Required tasks
(A) Answer these about the forum thread on top airflow tanks:
(i) Which of Stranger's tanks is the only one with side airflow?
(ii) Why does Stranger say the Vapefly mesh RDTA doesn't work for ADV?
(iii) Which tank does Viper_SA call a winner in this department?
(B) Write the next part of the forum thread on top airflow tanks, picking up after its final line.

# Best top airflow RTA



## Stranger (12/4/21)

All of my tanks and RDA's are bottom airflow with only the Blitzen being a side airflow.

For my ADV tank, I am getting a lot of joy from the Dvarw clones and enjoy a restricted DL to DL draw.

What are your thoughts on the Kylin mini V2. Any other top airflow tanks I can look at that may be close to what I am getting from the Dvarws.

Thanks

Reactions: Like 2


----------



## ace_d_house_cat (12/4/21)

Why do you specifically want a top airflow tank?

Reactions: Like 2


----------



## Stranger (12/4/21)

All of my RTA's have a condensation issue of sorts. My Dvarw clones with that big bottom airflow can leave quite a bit over the course of a day. My Blotto, although not bad, can get a little around the bottom airflow holes. The Blitzen, again, not bad but it does get wet around the side airflow ring. My Vapefly mesh RDTA is OK, but that tiny 2ml tank is not suited for ADV.

I am looking for this

Reactions: Like 1


----------



## Viper_SA (12/4/21)

Old hardware, but my original Zeus is a winner in this department. Not sure how their later ittirations are with this

Reactions: Like 5


----------



## Asterix (12/4/21)

Excerpts of bounding box data:
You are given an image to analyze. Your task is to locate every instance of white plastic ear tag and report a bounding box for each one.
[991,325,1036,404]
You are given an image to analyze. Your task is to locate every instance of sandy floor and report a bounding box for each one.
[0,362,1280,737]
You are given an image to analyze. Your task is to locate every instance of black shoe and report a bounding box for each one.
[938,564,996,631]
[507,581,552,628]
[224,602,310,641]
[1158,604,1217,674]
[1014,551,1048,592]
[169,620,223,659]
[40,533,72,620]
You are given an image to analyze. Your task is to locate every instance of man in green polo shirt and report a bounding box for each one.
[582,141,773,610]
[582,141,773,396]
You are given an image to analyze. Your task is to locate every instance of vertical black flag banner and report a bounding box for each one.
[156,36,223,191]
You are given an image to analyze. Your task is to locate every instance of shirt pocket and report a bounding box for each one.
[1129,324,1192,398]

Task results
(A)
(i) The Blitzen.
(ii) Its tiny 2ml tank is not suited for ADV.
(iii) The original Zeus.

(B)
Still running two Zeus singles along with a QP Juggerknot Mini that gives exceptional Flavour. The new Juggerknot MR apparently uses same deck but gets rid of the annoying refill port of the original. Looking forward to trying it.

Reactions: Like 3 | Agree 1


----------



## ace_d_house_cat (12/4/21)

PYRO V3 RDTA.

Reactions: Like 3


----------



## DarthBranMuffin (12/4/21)

I would also rather go for an RDTA, like the Tauren BF... then you can tank, drip, squonk...

Reactions: Like 2


----------



## DavyH (12/4/21)

Asterix said:


> Still running two Zeus singles along with a QP Juggerknot Mini that gives exceptional Flavour. The new Juggerknot MR apparently uses same deck but gets rid of the annoying refill port of the original. Looking forward to trying it.



Worth looking at, in that case. Love the deck, love the airflow, hate the side refill port.

Reactions: Like 2


----------



## Stranger (12/4/21)

DarthBranMuffin said:


> I would also rather go for an RDTA, like the Tauren BF... then you can tank, drip, squonk...



But but but ... I got the Recurve dual, Loop, Tauren solo, vapefly mesh, Kennedy trickster . I need a no leak, no condensation tank. You said yourself that condensation would make you cuckoo

Reactions: Like 2


----------



## DarthBranMuffin (12/4/21)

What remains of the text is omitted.